* _PROBLEMS_
[1] Name every person identified by name in the fight report.
[2] Pick up the fight report after its last sentence and keep writing it.

-- Start of TEXT TO READ --

Professional Fighters League (PFL) 10 took place Tues., Dec. 31, 2019 at Hulu Theater from Madison Square Garden in New York City. Six title fights with a one million dollar prize on the line were scheduled for ESPN 2.

Get complete results and play-by-play here.

The main event was headlined by undefeated judo specialist Kayla Harrison (6-0) taking a rematch with the dangerous Larissa Pacheco (13-3) at Lightweight.

It seemed inevitable that the two-time Olympic gold medalist would take the fight to the ground, and when she did Pacheco had no answer but to defend as she ate unanswered hands and had to escape from a full mount late before the bell. Harrison took an easy 10-9.

The second round continued Harrison’s winning ways and found her in full mount with over three minutes left to take advantage of it. Pacheco scrambled to escape but Harrison took her back, got both hooks in, and transitioned right to mount again. Pacheco recovered to half guard but Harrison got full mount a third time and ground and pounded out a 10-8.

Pacheco came as close to success early in round three as at any point in the fight when she successfully blocked a takedown and nearly got on top of Harrison, but the well-paid Olympian was able to recover and drive through to get the takedown and spent the rest of the round working on top. Pacheco kicked her away at 4:25 but Harrison waited and avoided the upkicks, ending round three right back in a dominant position again.

Harrison hit a blast double leg takedown so good in the fourth round that Randy Couture was left in awe on commentary, proclaiming it “picture perfect.” Harrison’s only mistake was standing over her opponent with 25 seconds left in the round and nearly having her leg kicked out from under her in the process.

-- End of TEXT TO READ --
-- Start of GIVEN INFORMATION --

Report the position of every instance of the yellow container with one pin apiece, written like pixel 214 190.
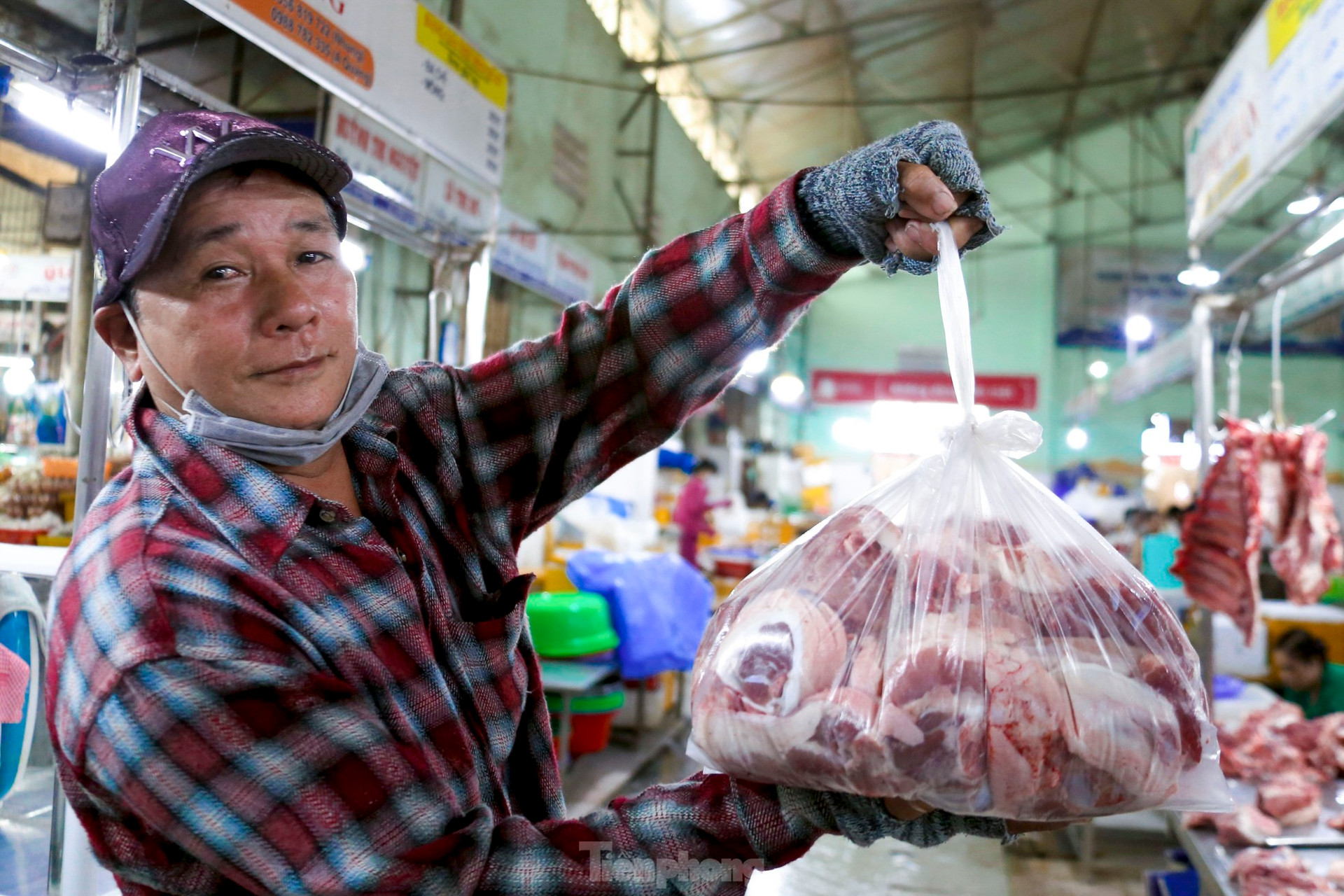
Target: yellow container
pixel 554 580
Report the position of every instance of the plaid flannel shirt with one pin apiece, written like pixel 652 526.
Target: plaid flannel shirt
pixel 254 691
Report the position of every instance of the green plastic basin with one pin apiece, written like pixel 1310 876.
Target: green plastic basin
pixel 609 701
pixel 570 624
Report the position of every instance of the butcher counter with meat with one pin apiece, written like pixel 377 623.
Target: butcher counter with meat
pixel 1287 837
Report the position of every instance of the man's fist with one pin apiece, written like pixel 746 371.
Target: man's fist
pixel 873 200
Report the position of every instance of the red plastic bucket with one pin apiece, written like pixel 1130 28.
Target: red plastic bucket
pixel 592 732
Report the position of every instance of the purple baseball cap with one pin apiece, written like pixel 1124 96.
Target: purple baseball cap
pixel 136 199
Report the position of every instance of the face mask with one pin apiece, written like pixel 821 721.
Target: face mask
pixel 277 445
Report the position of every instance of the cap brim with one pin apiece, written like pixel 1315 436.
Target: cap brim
pixel 327 169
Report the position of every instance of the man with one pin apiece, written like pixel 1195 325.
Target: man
pixel 692 507
pixel 289 641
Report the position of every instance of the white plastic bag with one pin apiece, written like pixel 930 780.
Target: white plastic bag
pixel 962 638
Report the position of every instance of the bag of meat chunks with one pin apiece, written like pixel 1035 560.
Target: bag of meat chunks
pixel 958 637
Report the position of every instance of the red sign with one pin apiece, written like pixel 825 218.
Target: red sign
pixel 839 387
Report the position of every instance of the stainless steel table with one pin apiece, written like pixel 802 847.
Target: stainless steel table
pixel 569 680
pixel 1212 860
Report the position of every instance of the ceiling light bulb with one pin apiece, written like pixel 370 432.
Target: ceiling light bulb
pixel 1199 276
pixel 1331 237
pixel 787 388
pixel 1139 328
pixel 354 255
pixel 1304 206
pixel 18 381
pixel 55 112
pixel 853 431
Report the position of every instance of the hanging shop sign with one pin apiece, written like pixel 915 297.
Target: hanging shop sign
pixel 382 160
pixel 456 202
pixel 521 250
pixel 1277 90
pixel 36 279
pixel 536 260
pixel 841 387
pixel 413 187
pixel 1170 360
pixel 396 61
pixel 571 274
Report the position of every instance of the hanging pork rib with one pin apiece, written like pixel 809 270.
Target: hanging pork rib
pixel 1310 550
pixel 1221 536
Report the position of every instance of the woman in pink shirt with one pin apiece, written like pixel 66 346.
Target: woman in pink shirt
pixel 691 508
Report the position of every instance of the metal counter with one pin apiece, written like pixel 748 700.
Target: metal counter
pixel 1212 860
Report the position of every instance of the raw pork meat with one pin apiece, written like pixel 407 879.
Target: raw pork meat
pixel 1280 453
pixel 1247 827
pixel 1280 741
pixel 983 675
pixel 1221 538
pixel 1294 799
pixel 1310 548
pixel 1261 872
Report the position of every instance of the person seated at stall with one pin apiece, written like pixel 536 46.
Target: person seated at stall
pixel 692 507
pixel 1310 681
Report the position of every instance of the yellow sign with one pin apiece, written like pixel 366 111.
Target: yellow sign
pixel 1285 19
pixel 442 41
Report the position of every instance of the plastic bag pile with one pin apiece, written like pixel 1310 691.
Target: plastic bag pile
pixel 962 638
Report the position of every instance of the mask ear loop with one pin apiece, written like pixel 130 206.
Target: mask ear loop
pixel 150 355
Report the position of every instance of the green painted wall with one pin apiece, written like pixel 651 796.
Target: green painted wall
pixel 867 317
pixel 1312 386
pixel 565 36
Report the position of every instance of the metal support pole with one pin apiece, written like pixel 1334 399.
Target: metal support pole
pixel 1276 360
pixel 1234 368
pixel 651 163
pixel 1202 336
pixel 67 836
pixel 477 302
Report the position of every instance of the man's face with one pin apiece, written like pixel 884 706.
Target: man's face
pixel 249 304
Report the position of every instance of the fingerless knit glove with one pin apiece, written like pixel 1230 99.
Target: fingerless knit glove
pixel 864 820
pixel 847 203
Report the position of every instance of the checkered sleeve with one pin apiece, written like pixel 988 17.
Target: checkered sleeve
pixel 547 419
pixel 283 780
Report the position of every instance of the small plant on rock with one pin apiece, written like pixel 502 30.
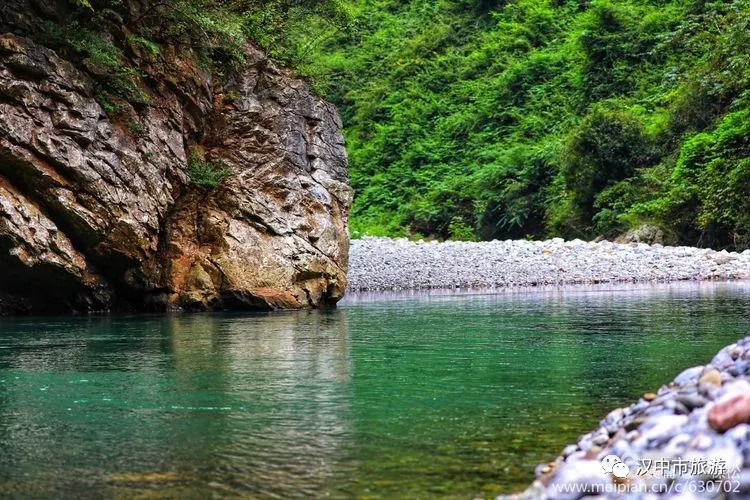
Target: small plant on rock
pixel 206 173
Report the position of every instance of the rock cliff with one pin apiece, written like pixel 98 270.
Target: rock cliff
pixel 97 207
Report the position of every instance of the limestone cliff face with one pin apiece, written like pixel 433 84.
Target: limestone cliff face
pixel 97 209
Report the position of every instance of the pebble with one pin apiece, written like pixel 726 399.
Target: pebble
pixel 710 376
pixel 377 263
pixel 704 414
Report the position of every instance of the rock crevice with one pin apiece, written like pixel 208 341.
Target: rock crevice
pixel 97 207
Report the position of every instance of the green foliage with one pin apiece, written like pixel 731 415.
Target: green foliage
pixel 206 173
pixel 545 118
pixel 460 230
pixel 608 146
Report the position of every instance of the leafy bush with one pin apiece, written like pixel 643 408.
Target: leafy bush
pixel 544 118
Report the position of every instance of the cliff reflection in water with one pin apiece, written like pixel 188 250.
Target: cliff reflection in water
pixel 222 402
pixel 408 396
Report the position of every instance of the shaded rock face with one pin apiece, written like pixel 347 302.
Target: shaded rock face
pixel 97 212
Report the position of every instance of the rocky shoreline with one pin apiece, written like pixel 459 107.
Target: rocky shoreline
pixel 690 439
pixel 399 264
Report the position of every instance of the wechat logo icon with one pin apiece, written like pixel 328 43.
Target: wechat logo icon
pixel 613 465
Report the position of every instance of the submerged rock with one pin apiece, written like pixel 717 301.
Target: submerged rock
pixel 97 208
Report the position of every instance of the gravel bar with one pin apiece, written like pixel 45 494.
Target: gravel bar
pixel 399 264
pixel 690 439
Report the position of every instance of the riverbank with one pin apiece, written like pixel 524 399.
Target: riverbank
pixel 691 437
pixel 400 264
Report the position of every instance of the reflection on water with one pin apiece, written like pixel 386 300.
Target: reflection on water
pixel 434 394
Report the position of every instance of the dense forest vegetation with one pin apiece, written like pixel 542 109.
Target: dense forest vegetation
pixel 508 119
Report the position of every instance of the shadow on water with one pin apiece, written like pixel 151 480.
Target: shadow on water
pixel 408 395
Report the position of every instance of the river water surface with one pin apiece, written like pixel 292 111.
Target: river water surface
pixel 421 395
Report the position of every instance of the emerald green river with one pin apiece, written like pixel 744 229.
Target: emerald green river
pixel 413 395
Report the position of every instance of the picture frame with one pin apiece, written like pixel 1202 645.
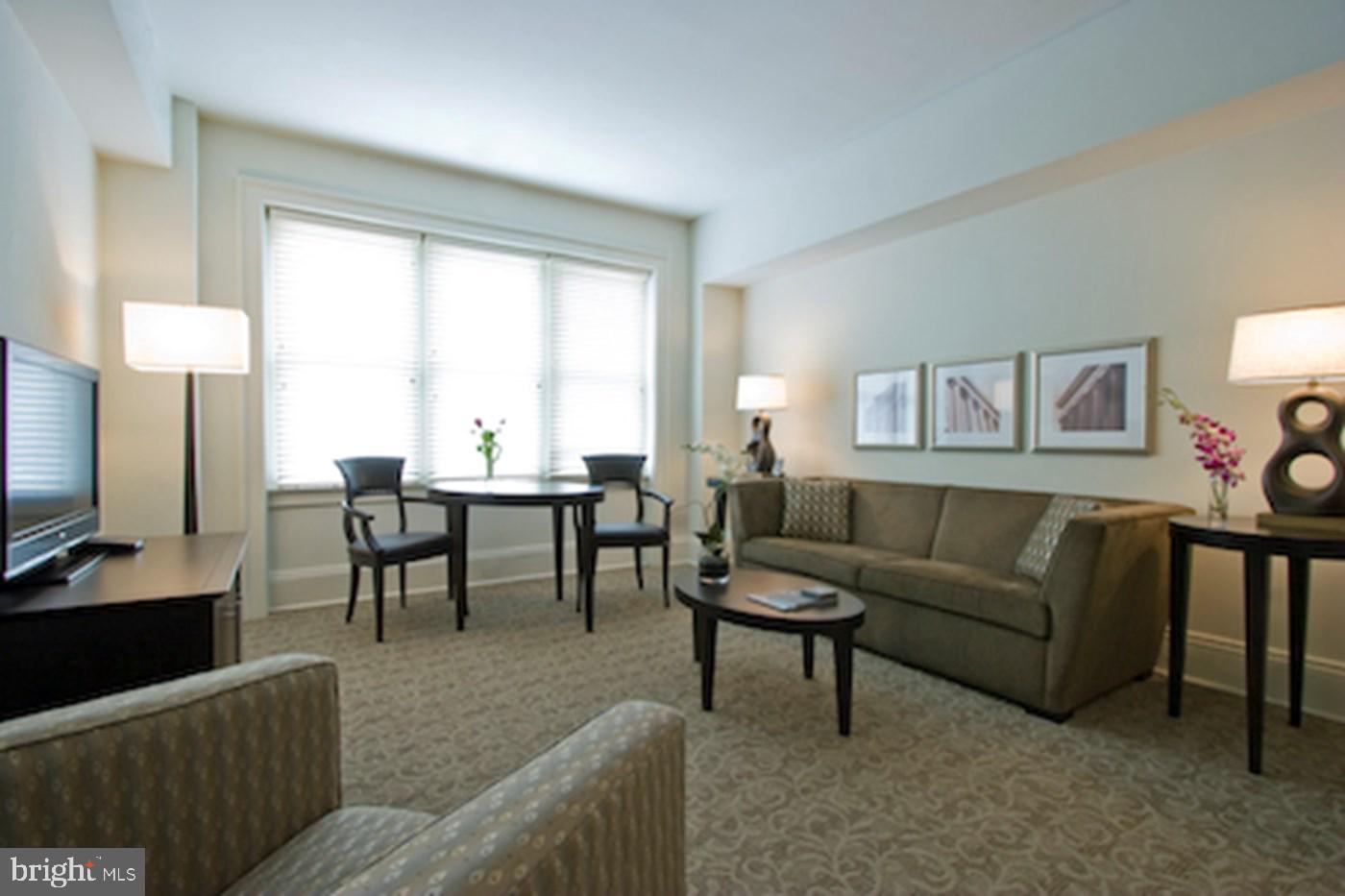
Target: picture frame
pixel 977 403
pixel 888 409
pixel 1093 399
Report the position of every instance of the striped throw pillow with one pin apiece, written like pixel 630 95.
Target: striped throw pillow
pixel 817 509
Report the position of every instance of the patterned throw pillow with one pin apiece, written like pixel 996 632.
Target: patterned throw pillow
pixel 817 509
pixel 1036 554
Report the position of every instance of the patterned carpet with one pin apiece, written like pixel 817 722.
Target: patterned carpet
pixel 939 788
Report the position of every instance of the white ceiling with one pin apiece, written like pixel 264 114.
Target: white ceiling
pixel 665 104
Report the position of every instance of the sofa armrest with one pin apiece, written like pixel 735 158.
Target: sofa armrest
pixel 602 811
pixel 1107 594
pixel 221 768
pixel 755 509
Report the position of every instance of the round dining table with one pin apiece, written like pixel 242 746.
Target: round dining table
pixel 456 496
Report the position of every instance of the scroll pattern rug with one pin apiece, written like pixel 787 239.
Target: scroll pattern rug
pixel 939 790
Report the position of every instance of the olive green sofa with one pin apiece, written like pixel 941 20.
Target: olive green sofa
pixel 231 781
pixel 935 569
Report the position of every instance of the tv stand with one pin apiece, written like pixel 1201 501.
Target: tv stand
pixel 132 619
pixel 63 570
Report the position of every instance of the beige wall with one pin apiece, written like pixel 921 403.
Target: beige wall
pixel 47 207
pixel 1174 249
pixel 298 537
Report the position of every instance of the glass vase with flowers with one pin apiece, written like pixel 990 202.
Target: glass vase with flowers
pixel 1216 451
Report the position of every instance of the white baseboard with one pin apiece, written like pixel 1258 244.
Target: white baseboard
pixel 1217 662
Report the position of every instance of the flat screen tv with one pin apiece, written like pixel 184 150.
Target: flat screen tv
pixel 49 456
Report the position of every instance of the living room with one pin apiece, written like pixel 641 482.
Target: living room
pixel 1071 175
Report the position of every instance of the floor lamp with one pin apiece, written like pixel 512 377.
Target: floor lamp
pixel 188 339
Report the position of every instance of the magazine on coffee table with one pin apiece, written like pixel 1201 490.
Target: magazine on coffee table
pixel 787 601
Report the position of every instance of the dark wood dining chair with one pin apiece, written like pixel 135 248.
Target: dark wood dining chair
pixel 367 476
pixel 639 534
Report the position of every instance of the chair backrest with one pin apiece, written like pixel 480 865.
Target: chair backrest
pixel 625 469
pixel 374 476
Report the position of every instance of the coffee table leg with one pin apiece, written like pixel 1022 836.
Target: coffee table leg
pixel 708 624
pixel 844 648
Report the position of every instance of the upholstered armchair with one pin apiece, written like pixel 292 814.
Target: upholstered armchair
pixel 231 781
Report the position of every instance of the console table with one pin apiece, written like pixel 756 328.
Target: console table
pixel 138 618
pixel 1258 545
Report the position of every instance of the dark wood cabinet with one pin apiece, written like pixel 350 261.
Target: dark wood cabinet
pixel 170 610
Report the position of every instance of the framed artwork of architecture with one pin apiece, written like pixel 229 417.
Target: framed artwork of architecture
pixel 888 408
pixel 975 403
pixel 1093 399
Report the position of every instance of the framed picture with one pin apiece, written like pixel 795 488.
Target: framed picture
pixel 975 403
pixel 888 408
pixel 1095 399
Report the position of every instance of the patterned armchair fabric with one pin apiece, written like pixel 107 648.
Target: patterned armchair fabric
pixel 232 779
pixel 599 812
pixel 210 772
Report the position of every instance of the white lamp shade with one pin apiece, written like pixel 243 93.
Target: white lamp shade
pixel 762 392
pixel 167 338
pixel 1288 346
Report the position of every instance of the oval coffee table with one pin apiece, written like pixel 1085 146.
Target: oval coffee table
pixel 729 603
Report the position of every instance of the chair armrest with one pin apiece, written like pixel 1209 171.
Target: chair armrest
pixel 602 811
pixel 1109 606
pixel 658 496
pixel 663 499
pixel 222 767
pixel 365 520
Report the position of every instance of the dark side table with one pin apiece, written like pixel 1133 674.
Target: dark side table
pixel 1258 545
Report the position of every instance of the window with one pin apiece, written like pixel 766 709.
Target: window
pixel 390 342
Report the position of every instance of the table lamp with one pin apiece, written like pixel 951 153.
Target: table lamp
pixel 762 393
pixel 191 339
pixel 1298 345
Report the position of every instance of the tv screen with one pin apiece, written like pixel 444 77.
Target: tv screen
pixel 50 458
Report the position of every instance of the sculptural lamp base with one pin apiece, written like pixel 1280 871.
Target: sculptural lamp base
pixel 1300 439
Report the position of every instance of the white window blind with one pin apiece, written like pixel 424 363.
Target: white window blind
pixel 484 356
pixel 599 362
pixel 393 342
pixel 345 361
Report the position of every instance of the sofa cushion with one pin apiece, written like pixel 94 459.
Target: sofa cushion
pixel 335 846
pixel 986 527
pixel 817 509
pixel 838 564
pixel 894 516
pixel 1036 554
pixel 1005 600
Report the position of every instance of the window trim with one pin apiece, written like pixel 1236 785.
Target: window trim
pixel 473 235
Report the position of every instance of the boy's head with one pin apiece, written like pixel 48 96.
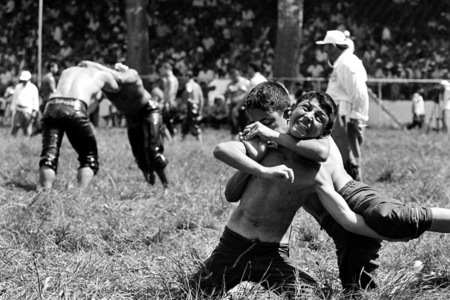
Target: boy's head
pixel 313 115
pixel 267 103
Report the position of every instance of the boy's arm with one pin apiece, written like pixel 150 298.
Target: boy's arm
pixel 234 154
pixel 338 208
pixel 235 186
pixel 120 77
pixel 314 149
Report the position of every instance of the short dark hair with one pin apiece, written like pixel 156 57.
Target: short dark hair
pixel 167 65
pixel 326 103
pixel 268 96
pixel 254 66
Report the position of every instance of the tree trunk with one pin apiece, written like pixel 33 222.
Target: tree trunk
pixel 289 37
pixel 137 35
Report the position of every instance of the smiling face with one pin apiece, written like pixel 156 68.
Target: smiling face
pixel 308 120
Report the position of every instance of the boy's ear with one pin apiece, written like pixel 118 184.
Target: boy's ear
pixel 287 113
pixel 326 133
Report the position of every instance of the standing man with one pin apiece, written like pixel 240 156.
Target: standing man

-- End of GIVEN INFORMATION --

* _THE REPLIES_
[1] Kayla Harrison, Larissa Pacheco, Randy Couture

[2]
Pacheco actually blocked a couple of takedowns in the fifth and final round. Maybe she would have had a chance had she kept it standing, but eventually that judo skill reigned supreme again with a takedown that put Harrison on top on the ground yet again. She rode out the remainder of the fight and awaited the verdict from the judges. 50-43, 50-45 x2 was their answer, all favoring Harrison. Mike Tyson put the belt on her and she spoke to Randy Couture with the million dollar check in tow.

“Oh my God, Mike Tyson’s giving me the belt! Yeah you know be smart, pick my shots, I know she’s good everywhere but I’m better at grappling I would say. I rolled my ankle or something in round two, that was a set back, but that was the strategy - patience, patience, patience. Momma I love you!!”

Before the expected 170 pound co-main event, PFL newcomer Rory MacDonald gave his thoughts on the bout and his place in the promotion as a whole.

“I plan to be the boss of the division. Obviously we’ve got some really exciting guys next. I’ve been watching Ray Cooper for a while but I believe I’ve got the skills to dominate. I think the match up makes for a dog fight. A guy who comes forward against a guy who can take it and give it. I’ll take on all comers. I’m not shying away from no one. I plan on having the best performance and shutting down everybody.”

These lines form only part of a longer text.